> _Task objective_:
Your answer should be one number: how many lines below have the word "blue".

═══ Records provided

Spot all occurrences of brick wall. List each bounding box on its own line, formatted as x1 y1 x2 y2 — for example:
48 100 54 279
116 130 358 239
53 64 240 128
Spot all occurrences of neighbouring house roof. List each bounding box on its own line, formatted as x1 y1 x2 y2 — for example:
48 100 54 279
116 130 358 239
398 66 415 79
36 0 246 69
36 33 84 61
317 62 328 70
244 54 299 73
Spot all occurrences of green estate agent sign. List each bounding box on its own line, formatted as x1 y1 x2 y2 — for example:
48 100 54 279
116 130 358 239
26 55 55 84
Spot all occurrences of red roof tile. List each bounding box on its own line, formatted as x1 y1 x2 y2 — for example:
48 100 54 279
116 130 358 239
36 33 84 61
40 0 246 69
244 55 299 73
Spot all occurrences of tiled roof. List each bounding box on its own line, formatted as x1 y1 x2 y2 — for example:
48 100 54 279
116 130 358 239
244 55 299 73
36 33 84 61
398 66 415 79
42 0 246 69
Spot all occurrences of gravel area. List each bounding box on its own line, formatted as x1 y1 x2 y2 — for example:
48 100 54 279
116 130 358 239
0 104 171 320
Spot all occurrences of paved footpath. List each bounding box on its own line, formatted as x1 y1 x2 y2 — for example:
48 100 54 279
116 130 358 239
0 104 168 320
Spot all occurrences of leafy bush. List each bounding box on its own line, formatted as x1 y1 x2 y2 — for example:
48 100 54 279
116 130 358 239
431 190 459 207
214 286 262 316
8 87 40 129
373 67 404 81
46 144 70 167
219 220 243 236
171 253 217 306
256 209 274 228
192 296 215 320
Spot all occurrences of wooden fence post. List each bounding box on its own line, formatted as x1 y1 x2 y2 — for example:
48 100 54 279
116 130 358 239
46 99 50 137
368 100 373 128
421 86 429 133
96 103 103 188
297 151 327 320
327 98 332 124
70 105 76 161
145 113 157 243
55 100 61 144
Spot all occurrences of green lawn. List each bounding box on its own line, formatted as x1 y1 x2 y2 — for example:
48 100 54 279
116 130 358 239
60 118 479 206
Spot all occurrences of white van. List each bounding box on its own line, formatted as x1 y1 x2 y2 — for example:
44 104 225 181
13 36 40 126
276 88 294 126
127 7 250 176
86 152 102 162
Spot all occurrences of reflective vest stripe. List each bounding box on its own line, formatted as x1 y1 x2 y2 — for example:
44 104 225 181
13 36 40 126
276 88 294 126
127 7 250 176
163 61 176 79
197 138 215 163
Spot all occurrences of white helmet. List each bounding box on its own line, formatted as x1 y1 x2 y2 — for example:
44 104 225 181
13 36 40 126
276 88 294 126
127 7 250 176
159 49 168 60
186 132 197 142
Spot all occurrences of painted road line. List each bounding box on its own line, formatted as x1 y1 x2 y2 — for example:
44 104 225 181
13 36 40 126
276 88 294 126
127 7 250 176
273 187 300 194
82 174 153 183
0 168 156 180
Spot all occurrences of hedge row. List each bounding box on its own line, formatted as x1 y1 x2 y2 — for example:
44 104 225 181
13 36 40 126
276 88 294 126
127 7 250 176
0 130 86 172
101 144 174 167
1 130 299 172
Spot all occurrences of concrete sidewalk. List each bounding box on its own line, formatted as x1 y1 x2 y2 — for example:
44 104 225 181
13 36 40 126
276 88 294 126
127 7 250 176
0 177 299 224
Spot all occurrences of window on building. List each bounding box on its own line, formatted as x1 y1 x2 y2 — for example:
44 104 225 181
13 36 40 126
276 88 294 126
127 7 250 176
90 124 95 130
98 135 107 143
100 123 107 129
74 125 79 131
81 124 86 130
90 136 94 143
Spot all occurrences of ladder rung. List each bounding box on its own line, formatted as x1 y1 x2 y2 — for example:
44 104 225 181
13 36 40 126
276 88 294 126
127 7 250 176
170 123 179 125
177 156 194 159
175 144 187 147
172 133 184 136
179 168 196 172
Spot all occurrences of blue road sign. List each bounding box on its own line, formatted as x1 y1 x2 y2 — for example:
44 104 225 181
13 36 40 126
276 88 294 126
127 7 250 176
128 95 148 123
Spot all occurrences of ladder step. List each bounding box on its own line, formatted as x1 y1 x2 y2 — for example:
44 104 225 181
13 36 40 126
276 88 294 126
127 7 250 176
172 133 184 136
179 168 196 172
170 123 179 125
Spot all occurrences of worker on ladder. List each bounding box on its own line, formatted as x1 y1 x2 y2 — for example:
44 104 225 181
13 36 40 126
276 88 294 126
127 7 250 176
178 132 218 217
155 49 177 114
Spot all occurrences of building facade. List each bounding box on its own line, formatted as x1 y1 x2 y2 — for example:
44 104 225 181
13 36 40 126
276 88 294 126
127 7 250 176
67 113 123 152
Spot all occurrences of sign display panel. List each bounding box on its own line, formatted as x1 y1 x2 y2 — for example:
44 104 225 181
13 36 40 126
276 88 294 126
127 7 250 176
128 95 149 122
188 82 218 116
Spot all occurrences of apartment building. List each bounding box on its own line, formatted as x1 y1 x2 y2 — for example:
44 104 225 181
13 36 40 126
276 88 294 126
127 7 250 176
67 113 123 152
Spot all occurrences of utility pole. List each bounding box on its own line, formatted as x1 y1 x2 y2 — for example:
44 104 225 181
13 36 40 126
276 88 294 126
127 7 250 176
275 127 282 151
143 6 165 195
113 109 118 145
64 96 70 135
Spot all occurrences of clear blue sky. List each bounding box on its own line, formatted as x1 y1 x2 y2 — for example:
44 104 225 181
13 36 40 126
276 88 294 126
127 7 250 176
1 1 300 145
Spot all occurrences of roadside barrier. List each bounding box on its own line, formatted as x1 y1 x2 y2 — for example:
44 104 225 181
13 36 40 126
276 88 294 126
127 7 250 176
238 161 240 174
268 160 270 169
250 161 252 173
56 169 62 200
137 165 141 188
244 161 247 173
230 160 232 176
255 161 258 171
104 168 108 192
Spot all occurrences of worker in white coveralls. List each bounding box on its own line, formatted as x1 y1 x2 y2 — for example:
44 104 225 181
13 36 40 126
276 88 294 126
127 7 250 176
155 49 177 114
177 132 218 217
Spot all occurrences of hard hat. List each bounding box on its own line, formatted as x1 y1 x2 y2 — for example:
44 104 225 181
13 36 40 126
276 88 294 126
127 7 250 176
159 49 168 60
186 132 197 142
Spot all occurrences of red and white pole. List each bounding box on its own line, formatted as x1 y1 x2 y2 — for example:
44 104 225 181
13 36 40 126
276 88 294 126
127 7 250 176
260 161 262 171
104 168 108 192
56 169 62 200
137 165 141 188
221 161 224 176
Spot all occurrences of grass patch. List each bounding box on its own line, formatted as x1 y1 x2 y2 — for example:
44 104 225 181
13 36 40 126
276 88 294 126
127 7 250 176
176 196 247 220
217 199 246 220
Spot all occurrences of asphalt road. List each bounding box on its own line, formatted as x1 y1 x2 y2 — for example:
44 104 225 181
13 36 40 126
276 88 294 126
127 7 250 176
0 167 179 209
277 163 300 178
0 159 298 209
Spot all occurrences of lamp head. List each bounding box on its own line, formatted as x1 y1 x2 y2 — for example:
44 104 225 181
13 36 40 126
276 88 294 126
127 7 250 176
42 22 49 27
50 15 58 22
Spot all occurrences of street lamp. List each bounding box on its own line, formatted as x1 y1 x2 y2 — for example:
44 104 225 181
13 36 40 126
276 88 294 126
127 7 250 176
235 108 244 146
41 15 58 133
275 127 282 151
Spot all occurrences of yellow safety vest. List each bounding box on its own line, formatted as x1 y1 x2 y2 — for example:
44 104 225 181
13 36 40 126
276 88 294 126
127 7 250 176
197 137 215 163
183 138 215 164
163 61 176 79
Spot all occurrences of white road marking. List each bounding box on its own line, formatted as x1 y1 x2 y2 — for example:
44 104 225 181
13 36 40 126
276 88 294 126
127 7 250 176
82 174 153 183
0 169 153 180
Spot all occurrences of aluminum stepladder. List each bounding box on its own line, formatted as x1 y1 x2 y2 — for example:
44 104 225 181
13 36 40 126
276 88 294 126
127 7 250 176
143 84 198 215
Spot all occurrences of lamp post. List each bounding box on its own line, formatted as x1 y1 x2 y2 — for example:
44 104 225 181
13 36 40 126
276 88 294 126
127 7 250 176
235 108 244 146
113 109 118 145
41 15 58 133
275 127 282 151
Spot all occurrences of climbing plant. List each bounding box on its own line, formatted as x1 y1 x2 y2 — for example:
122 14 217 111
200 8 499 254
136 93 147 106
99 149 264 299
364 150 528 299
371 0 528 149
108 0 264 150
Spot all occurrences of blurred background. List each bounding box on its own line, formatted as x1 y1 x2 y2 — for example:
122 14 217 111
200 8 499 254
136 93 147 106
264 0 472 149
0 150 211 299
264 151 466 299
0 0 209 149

══════

> _Solution for this problem_:
2